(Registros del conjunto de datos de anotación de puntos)
+++

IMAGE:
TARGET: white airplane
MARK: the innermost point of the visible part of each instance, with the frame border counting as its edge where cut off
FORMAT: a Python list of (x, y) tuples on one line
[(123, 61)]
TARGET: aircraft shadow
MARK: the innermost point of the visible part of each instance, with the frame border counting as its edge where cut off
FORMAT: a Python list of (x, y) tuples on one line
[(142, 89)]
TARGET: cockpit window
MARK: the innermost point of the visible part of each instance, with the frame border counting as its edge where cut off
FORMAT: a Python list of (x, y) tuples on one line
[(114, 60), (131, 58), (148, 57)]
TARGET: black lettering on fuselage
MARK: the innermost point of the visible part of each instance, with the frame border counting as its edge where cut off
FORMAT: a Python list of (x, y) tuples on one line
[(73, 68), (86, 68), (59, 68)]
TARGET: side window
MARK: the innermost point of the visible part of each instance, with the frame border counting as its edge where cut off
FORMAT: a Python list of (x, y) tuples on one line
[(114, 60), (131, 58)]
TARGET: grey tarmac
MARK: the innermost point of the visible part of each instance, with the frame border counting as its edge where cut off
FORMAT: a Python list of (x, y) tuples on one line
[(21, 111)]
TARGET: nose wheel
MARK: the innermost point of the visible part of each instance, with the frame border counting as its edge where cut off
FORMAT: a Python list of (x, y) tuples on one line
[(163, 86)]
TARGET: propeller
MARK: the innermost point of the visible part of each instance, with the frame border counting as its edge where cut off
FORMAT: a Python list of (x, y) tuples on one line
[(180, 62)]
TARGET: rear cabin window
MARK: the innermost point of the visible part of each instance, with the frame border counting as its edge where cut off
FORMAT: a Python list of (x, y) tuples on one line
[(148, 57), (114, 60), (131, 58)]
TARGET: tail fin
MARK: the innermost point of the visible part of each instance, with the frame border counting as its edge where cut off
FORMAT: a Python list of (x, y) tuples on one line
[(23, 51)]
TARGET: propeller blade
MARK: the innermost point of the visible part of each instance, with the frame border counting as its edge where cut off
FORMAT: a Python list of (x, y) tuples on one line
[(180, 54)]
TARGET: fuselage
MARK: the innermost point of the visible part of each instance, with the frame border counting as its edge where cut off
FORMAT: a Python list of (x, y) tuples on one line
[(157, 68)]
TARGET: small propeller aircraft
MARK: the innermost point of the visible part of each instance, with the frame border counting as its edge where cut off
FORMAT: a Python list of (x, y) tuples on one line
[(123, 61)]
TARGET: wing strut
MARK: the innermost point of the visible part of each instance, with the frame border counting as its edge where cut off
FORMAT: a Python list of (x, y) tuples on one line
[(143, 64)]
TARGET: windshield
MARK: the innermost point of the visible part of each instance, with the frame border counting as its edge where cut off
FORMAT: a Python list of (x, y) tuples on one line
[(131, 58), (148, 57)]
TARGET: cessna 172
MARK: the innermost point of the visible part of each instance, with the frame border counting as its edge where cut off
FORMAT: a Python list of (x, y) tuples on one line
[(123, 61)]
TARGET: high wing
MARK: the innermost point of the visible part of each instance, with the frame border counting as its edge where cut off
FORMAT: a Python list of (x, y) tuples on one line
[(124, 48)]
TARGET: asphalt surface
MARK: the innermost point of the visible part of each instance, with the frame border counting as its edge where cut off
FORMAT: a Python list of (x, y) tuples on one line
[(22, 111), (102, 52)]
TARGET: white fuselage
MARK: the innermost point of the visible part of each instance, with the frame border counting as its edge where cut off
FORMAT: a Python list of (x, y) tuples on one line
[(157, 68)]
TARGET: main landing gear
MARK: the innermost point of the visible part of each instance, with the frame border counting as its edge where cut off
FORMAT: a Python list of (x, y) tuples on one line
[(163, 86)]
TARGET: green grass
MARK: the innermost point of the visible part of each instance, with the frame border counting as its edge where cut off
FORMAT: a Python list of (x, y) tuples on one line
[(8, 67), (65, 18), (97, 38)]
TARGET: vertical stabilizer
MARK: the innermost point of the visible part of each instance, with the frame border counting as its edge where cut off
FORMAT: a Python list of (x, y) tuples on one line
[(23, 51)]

+++

◆ TAREA ◆
Reescribe todas las líneas del material como una tabla Markdown con las columnas «Núm» y «Línea», una fila por línea y sin las líneas en blanco.

◆ RESPUESTA ◆
| Núm | Línea |
|---|---|
| 1 | IMAGE: |
| 2 | TARGET: white airplane |
| 3 | MARK: the innermost point of the visible part of each instance, with the frame border counting as its edge where cut off |
| 4 | FORMAT: a Python list of (x, y) tuples on one line |
| 5 | [(123, 61)] |
| 6 | TARGET: aircraft shadow |
| 7 | MARK: the innermost point of the visible part of each instance, with the frame border counting as its edge where cut off |
| 8 | FORMAT: a Python list of (x, y) tuples on one line |
| 9 | [(142, 89)] |
| 10 | TARGET: cockpit window |
| 11 | MARK: the innermost point of the visible part of each instance, with the frame border counting as its edge where cut off |
| 12 | FORMAT: a Python list of (x, y) tuples on one line |
| 13 | [(114, 60), (131, 58), (148, 57)] |
| 14 | TARGET: black lettering on fuselage |
| 15 | MARK: the innermost point of the visible part of each instance, with the frame border counting as its edge where cut off |
| 16 | FORMAT: a Python list of (x, y) tuples on one line |
| 17 | [(73, 68), (86, 68), (59, 68)] |
| 18 | TARGET: side window |
| 19 | MARK: the innermost point of the visible part of each instance, with the frame border counting as its edge where cut off |
| 20 | FORMAT: a Python list of (x, y) tuples on one line |
| 21 | [(114, 60), (131, 58)] |
| 22 | TARGET: grey tarmac |
| 23 | MARK: the innermost point of the visible part of each instance, with the frame border counting as its edge where cut off |
| 24 | FORMAT: a Python list of (x, y) tuples on one line |
| 25 | [(21, 111)] |
| 26 | TARGET: nose wheel |
| 27 | MARK: the innermost point of the visible part of each instance, with the frame border counting as its edge where cut off |
| 28 | FORMAT: a Python list of (x, y) tuples on one line |
| 29 | [(163, 86)] |
| 30 | TARGET: propeller |
| 31 | MARK: the innermost point of the visible part of each instance, with the frame border counting as its edge where cut off |
| 32 | FORMAT: a Python list of (x, y) tuples on one line |
| 33 | [(180, 62)] |
| 34 | TARGET: rear cabin window |
| 35 | MARK: the innermost point of the visible part of each instance, with the frame border counting as its edge where cut off |
| 36 | FORMAT: a Python list of (x, y) tuples on one line |
| 37 | [(148, 57), (114, 60), (131, 58)] |
| 38 | TARGET: tail fin |
| 39 | MARK: the innermost point of the visible part of each instance, with the frame border counting as its edge where cut off |
| 40 | FORMAT: a Python list of (x, y) tuples on one line |
| 41 | [(23, 51)] |
| 42 | TARGET: propeller blade |
| 43 | MARK: the innermost point of the visible part of each instance, with the frame border counting as its edge where cut off |
| 44 | FORMAT: a Python list of (x, y) tuples on one line |
| 45 | [(180, 54)] |
| 46 | TARGET: fuselage |
| 47 | MARK: the innermost point of the visible part of each instance, with the frame border counting as its edge where cut off |
| 48 | FORMAT: a Python list of (x, y) tuples on one line |
| 49 | [(157, 68)] |
| 50 | TARGET: small propeller aircraft |
| 51 | MARK: the innermost point of the visible part of each instance, with the frame border counting as its edge where cut off |
| 52 | FORMAT: a Python list of (x, y) tuples on one line |
| 53 | [(123, 61)] |
| 54 | TARGET: wing strut |
| 55 | MARK: the innermost point of the visible part of each instance, with the frame border counting as its edge where cut off |
| 56 | FORMAT: a Python list of (x, y) tuples on one line |
| 57 | [(143, 64)] |
| 58 | TARGET: windshield |
| 59 | MARK: the innermost point of the visible part of each instance, with the frame border counting as its edge where cut off |
| 60 | FORMAT: a Python list of (x, y) tuples on one line |
| 61 | [(131, 58), (148, 57)] |
| 62 | TARGET: cessna 172 |
| 63 | MARK: the innermost point of the visible part of each instance, with the frame border counting as its edge where cut off |
| 64 | FORMAT: a Python list of (x, y) tuples on one line |
| 65 | [(123, 61)] |
| 66 | TARGET: high wing |
| 67 | MARK: the innermost point of the visible part of each instance, with the frame border counting as its edge where cut off |
| 68 | FORMAT: a Python list of (x, y) tuples on one line |
| 69 | [(124, 48)] |
| 70 | TARGET: asphalt surface |
| 71 | MARK: the innermost point of the visible part of each instance, with the frame border counting as its edge where cut off |
| 72 | FORMAT: a Python list of (x, y) tuples on one line |
| 73 | [(22, 111), (102, 52)] |
| 74 | TARGET: white fuselage |
| 75 | MARK: the innermost point of the visible part of each instance, with the frame border counting as its edge where cut off |
| 76 | FORMAT: a Python list of (x, y) tuples on one line |
| 77 | [(157, 68)] |
| 78 | TARGET: main landing gear |
| 79 | MARK: the innermost point of the visible part of each instance, with the frame border counting as its edge where cut off |
| 80 | FORMAT: a Python list of (x, y) tuples on one line |
| 81 | [(163, 86)] |
| 82 | TARGET: green grass |
| 83 | MARK: the innermost point of the visible part of each instance, with the frame border counting as its edge where cut off |
| 84 | FORMAT: a Python list of (x, y) tuples on one line |
| 85 | [(8, 67), (65, 18), (97, 38)] |
| 86 | TARGET: vertical stabilizer |
| 87 | MARK: the innermost point of the visible part of each instance, with the frame border counting as its edge where cut off |
| 88 | FORMAT: a Python list of (x, y) tuples on one line |
| 89 | [(23, 51)] |